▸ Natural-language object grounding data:
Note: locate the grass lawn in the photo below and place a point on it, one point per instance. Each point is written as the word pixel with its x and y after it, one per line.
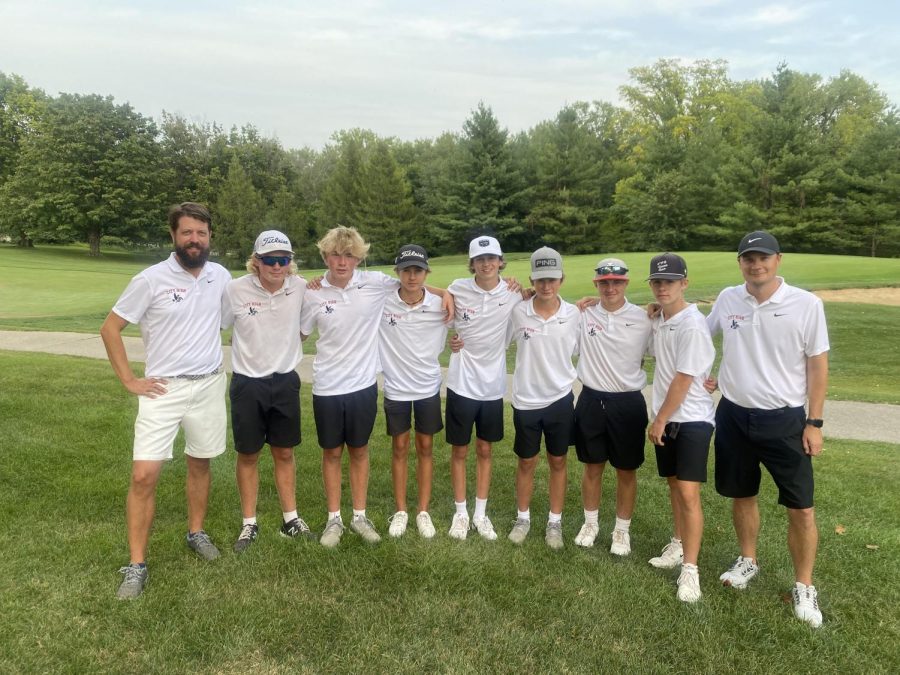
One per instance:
pixel 408 605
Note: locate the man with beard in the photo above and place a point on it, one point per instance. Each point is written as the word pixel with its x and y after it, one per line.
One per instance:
pixel 177 304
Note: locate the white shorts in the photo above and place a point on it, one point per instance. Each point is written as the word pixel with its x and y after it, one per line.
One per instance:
pixel 198 406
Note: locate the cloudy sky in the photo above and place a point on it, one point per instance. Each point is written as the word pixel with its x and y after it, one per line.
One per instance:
pixel 299 70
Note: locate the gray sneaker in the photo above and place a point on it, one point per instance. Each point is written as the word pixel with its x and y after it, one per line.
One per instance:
pixel 202 545
pixel 331 536
pixel 133 583
pixel 365 529
pixel 520 530
pixel 553 536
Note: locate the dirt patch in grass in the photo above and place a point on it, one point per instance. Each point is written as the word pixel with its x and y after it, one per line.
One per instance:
pixel 872 296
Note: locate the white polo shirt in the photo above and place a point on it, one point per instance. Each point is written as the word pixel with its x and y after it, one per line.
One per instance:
pixel 478 371
pixel 410 341
pixel 683 345
pixel 613 345
pixel 544 349
pixel 266 337
pixel 347 319
pixel 765 346
pixel 179 316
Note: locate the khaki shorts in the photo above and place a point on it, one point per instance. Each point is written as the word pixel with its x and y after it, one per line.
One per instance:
pixel 197 406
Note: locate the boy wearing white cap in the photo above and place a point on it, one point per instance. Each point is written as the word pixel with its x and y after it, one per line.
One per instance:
pixel 264 308
pixel 545 330
pixel 682 415
pixel 413 332
pixel 476 378
pixel 611 413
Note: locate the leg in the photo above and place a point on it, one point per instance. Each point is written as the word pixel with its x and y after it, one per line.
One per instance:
pixel 424 468
pixel 285 477
pixel 247 477
pixel 399 470
pixel 198 481
pixel 626 493
pixel 359 475
pixel 140 506
pixel 331 477
pixel 482 468
pixel 592 485
pixel 557 482
pixel 525 482
pixel 803 541
pixel 458 454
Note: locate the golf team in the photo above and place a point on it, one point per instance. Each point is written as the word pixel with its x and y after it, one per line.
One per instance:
pixel 772 377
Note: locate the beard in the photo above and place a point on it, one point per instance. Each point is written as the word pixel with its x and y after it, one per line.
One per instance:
pixel 189 261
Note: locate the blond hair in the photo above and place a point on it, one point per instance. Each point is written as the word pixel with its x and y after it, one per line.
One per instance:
pixel 343 240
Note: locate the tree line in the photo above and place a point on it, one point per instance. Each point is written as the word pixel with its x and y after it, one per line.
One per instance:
pixel 690 159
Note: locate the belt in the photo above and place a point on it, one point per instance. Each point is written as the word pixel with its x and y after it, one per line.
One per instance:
pixel 198 377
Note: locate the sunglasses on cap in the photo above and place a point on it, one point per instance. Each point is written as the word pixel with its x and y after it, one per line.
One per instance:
pixel 271 260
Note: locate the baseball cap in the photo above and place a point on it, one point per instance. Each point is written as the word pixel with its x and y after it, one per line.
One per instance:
pixel 484 246
pixel 668 266
pixel 611 268
pixel 546 264
pixel 271 240
pixel 759 241
pixel 411 255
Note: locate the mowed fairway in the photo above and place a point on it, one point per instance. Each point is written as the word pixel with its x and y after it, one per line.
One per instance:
pixel 406 606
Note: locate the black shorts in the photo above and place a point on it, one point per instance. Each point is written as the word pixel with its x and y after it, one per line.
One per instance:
pixel 346 418
pixel 556 422
pixel 265 410
pixel 461 413
pixel 611 426
pixel 746 437
pixel 686 451
pixel 427 412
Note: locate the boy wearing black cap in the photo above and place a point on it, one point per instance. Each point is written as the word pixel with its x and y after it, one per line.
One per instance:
pixel 682 414
pixel 774 361
pixel 412 334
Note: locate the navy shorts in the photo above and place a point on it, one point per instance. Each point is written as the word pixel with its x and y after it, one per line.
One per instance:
pixel 427 411
pixel 611 426
pixel 462 413
pixel 346 418
pixel 748 437
pixel 686 451
pixel 556 422
pixel 265 410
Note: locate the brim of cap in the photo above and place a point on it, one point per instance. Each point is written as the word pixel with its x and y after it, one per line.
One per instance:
pixel 412 263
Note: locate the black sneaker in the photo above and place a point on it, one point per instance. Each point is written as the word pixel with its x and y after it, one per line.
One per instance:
pixel 296 528
pixel 248 535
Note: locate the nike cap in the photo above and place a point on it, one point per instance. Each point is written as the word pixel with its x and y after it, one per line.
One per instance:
pixel 760 241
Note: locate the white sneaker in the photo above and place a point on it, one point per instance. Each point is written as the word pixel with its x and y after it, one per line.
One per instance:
pixel 398 523
pixel 459 527
pixel 587 534
pixel 520 530
pixel 426 527
pixel 740 573
pixel 485 528
pixel 671 556
pixel 621 542
pixel 689 584
pixel 806 604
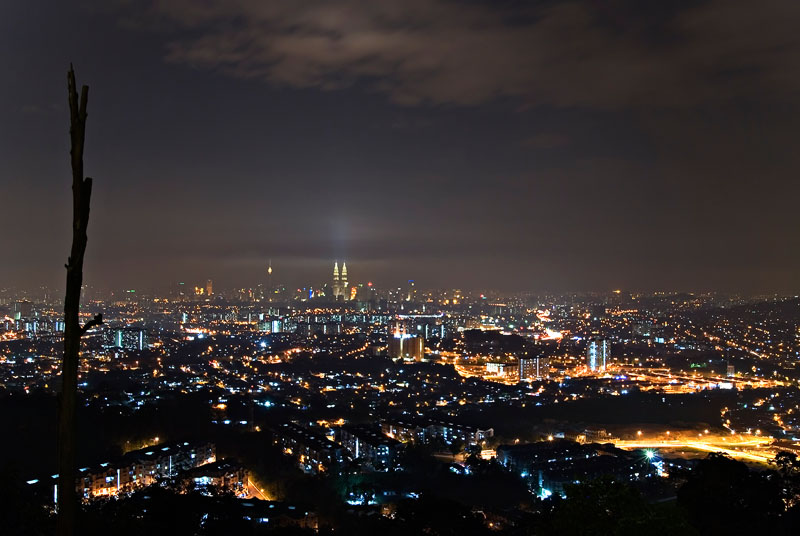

▸ Required work: All of the entries above are to be duplicated exactly, with every image left out.

▸ Response:
Note: locate the grass lawn in the photo below and place a point on it, one point per instance. Each point is written as the word pixel with its x and y after it, one per line.
One per instance:
pixel 408 605
Note: locate the man with beard in the photo above and place a point on it, one point per instance. Each point is written as the word pixel with its x and y after it, one per line.
One per instance:
pixel 177 304
Note: locate the white shorts in the photo above and place a point on it, one point per instance. Each point is written as the word pixel with its x and y after it, one per line.
One per instance:
pixel 198 406
Note: locate the cloudy sky in the photo above and place a point on it, one point per instance. Each point is written as the word pixel with its x and y after it, one per line.
One per instance:
pixel 299 70
Note: locate the gray sneaker in the photo above and place a point on it, one point per instance. Each point is written as the word pixel with its x and y after it, one per line.
One per instance:
pixel 202 545
pixel 331 536
pixel 133 583
pixel 365 529
pixel 520 530
pixel 553 536
Note: locate the dirt patch in grass in the photo above and place a point on it, one point per instance. Each point is written as the word pixel with its x and y after it, one per line.
One per instance:
pixel 872 296
Note: locate the white polo shirt in the photo above and place a point on it, one point per instance. Each point is written as the word pixel with its x and y after it, one per line.
One per instance:
pixel 478 371
pixel 410 341
pixel 683 345
pixel 613 345
pixel 544 349
pixel 266 337
pixel 347 319
pixel 765 346
pixel 179 316
Note: locate the khaki shorts in the photo above and place a point on it, one point per instance. Each point is written as the word pixel with its x and y after it, one per line.
One per instance:
pixel 197 406
Note: locate the boy wearing white cap in the photo above and place a point on it, one point per instance. Each point is written as the word pixel with its x and y after it, one per line.
One per instance:
pixel 264 308
pixel 545 330
pixel 682 415
pixel 413 332
pixel 476 378
pixel 611 413
Note: locate the leg in the photo above and place a point on it, one point per instance. Each point is written as the word pixel with its x and y after it, one per line.
One per instance:
pixel 424 468
pixel 285 477
pixel 247 477
pixel 399 470
pixel 198 481
pixel 626 493
pixel 359 475
pixel 140 506
pixel 331 477
pixel 482 468
pixel 592 485
pixel 557 482
pixel 525 482
pixel 803 541
pixel 458 454
Note: locate the golf team in the photo above and place a point on it, one point per instance. Each point is written as the word pixel with its x and y after it, one per line.
One per instance:
pixel 772 377
Note: locate the beard in the photo above and place a point on it, one point per instance. Each point is written as the word pixel with its x and y after it, one per line.
One per instance:
pixel 189 261
Note: locate the blond hair in the photo above and place a point on it, one point per instance. Each point is written as the word pixel with its x and y after it, one per line.
One per instance:
pixel 343 240
Note: locate the tree line in the photo above and place a point on it, one point per instance. Each point is written as the word pixel with its x and y after it, one per line.
One per instance:
pixel 690 159
Note: locate the belt in the photo above and place a point on it, one point per instance. Each point is written as the word pixel with its x and y after it, one per line.
One per instance:
pixel 198 377
Note: locate the sunglasses on cap in the photo above and place a point on it, one point per instance. Each point is written as the word pixel with its x and y after it, one per line.
One per instance:
pixel 271 260
Note: locate the baseball cap in the photo above and place a point on it, one point per instance. Each point is written as the word pixel with its x and y after it, one per line.
One per instance:
pixel 484 246
pixel 668 266
pixel 611 268
pixel 546 264
pixel 271 240
pixel 759 241
pixel 411 255
Note: locate the mowed fairway in the photo above and place a point on it, one point per instance. Each point is written as the word pixel with its x and y after it, one per line.
One per instance:
pixel 406 606
Note: locate the black shorts in the photo above and place a point on it, one point per instance. Each point is written as the word pixel with its x and y after it, one per line.
One per instance:
pixel 346 418
pixel 556 422
pixel 265 410
pixel 461 413
pixel 611 426
pixel 746 437
pixel 686 451
pixel 427 412
Note: locate the boy wearing black cap in the photo above and place a point on it, one point per instance. Each point is written as the word pixel with its x and y after it, one per line.
One per instance:
pixel 682 414
pixel 774 361
pixel 412 334
Note: locate the navy shorts in the photo above and place a point on it, one point per instance. Each point is written as the word pixel with its x and y after it, one per line.
One per instance:
pixel 427 411
pixel 611 426
pixel 462 413
pixel 346 418
pixel 748 437
pixel 686 451
pixel 556 422
pixel 265 410
Note: locate the brim of cap in the photo above and place a point on it, one point per instance. Each point is written as the word pixel with its x and y after it, one per line.
One per instance:
pixel 412 263
Note: locate the black sneaker in the photo above and place a point on it, one point per instance. Each point is written as the word pixel with its x and y after it, one per line.
One per instance:
pixel 296 528
pixel 248 535
Note: locate the nike cap in the photo above and place a point on it, one point per instance. Each point is written as the word pixel with its x and y after it, one per line.
One per instance:
pixel 760 241
Note: locate the white sneaker in the photo above and place a point on it, one point per instance. Each point is written as the word pixel with its x and y after it, one per line.
One per instance:
pixel 398 523
pixel 459 527
pixel 587 534
pixel 520 530
pixel 426 527
pixel 740 573
pixel 485 528
pixel 671 556
pixel 621 542
pixel 689 584
pixel 806 604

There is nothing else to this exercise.